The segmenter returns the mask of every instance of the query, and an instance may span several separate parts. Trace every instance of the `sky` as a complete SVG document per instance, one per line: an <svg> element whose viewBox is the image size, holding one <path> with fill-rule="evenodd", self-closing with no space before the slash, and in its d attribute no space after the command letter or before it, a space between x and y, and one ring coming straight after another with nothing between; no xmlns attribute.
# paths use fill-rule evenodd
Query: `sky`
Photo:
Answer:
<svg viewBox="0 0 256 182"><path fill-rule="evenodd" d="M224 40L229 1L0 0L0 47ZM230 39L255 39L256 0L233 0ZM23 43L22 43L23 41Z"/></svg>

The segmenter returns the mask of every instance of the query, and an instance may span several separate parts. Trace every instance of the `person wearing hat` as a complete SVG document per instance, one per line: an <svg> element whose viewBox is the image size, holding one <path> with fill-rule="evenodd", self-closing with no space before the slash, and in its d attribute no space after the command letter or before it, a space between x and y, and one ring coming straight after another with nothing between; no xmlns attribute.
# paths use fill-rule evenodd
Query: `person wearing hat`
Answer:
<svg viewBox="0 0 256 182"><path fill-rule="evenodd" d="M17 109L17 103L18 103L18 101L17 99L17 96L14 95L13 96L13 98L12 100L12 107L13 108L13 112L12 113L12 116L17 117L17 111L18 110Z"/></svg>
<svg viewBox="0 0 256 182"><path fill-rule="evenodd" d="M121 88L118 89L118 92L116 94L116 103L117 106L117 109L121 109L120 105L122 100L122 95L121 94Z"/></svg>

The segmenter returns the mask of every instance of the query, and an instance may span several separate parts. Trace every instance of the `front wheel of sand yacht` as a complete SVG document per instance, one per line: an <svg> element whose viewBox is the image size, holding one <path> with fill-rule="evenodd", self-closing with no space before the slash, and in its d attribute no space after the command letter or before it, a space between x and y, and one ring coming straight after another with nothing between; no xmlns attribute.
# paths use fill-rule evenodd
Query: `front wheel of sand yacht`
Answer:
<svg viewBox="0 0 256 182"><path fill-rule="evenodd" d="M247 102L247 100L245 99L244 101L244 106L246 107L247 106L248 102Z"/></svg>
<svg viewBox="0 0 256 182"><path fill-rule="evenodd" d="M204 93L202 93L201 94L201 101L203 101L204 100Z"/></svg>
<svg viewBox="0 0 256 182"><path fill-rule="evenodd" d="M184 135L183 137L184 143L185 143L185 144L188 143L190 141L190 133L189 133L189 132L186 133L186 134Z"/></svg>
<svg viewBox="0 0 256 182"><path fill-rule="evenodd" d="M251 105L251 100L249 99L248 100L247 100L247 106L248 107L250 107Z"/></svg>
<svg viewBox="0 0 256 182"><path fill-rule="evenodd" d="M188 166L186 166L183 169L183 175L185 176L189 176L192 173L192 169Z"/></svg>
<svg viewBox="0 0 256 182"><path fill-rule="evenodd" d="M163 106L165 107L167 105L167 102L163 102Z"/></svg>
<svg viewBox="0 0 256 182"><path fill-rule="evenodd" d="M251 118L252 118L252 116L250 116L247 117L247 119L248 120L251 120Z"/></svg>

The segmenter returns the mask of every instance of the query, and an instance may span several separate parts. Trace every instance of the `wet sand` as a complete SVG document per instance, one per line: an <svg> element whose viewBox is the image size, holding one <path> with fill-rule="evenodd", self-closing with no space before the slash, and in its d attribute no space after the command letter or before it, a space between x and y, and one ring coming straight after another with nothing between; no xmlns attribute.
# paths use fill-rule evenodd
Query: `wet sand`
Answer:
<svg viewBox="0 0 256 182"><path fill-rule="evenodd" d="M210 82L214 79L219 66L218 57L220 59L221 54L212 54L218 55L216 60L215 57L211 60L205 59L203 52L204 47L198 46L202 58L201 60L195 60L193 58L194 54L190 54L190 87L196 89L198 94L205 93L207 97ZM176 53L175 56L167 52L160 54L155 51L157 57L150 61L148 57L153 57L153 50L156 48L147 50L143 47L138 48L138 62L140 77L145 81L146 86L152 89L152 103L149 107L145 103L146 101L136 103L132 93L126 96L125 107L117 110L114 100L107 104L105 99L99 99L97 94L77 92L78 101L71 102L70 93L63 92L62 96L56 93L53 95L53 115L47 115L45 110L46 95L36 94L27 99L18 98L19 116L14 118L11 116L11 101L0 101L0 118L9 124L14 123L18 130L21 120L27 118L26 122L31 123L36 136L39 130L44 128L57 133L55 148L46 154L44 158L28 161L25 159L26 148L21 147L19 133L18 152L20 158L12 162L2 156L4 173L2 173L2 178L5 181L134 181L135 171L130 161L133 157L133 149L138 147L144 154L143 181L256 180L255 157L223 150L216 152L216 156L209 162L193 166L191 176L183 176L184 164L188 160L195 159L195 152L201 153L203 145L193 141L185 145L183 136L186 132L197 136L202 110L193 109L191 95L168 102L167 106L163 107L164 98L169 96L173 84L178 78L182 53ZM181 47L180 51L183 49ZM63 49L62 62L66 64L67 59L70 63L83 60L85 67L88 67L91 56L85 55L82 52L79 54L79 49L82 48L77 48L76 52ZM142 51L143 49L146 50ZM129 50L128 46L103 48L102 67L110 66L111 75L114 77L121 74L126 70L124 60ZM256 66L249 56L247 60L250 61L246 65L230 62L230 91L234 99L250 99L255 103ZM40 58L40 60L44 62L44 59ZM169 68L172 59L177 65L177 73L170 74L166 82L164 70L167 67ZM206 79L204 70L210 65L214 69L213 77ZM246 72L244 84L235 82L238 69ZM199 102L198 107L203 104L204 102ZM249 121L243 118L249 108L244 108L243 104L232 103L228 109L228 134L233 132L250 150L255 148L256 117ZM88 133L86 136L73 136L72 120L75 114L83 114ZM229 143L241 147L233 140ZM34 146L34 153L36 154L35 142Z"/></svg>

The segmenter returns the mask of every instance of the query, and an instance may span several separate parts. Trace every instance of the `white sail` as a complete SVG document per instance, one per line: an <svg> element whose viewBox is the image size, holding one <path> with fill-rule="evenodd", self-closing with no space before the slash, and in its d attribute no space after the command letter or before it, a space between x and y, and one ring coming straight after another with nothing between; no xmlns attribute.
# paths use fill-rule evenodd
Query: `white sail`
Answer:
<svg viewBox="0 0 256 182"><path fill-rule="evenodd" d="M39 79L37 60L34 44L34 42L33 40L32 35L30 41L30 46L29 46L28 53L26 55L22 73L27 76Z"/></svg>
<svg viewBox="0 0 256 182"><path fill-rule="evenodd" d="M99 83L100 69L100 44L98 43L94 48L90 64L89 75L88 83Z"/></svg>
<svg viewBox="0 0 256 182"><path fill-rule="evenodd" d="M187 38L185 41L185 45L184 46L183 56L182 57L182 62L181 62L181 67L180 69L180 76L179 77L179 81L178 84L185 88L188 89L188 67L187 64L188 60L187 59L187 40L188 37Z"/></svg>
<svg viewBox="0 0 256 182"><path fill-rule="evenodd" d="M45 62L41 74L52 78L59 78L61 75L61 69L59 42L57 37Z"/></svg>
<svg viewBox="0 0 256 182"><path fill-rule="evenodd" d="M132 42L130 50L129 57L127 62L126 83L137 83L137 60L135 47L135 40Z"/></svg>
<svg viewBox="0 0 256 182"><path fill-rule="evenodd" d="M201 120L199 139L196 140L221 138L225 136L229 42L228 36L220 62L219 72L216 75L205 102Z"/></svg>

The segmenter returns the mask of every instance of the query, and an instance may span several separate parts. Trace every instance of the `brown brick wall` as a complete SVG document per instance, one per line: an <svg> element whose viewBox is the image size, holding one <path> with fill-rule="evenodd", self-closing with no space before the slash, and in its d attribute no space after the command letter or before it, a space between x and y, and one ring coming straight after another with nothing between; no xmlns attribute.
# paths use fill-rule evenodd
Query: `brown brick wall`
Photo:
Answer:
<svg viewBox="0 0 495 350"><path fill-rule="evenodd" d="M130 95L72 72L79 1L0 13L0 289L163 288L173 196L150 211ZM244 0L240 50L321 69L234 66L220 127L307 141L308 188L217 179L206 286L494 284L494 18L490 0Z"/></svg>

----------------

▶ _Set problem_
How many lines of the records above contain the string "sand", with case counting? Give only the number.

▶ _The solution_
4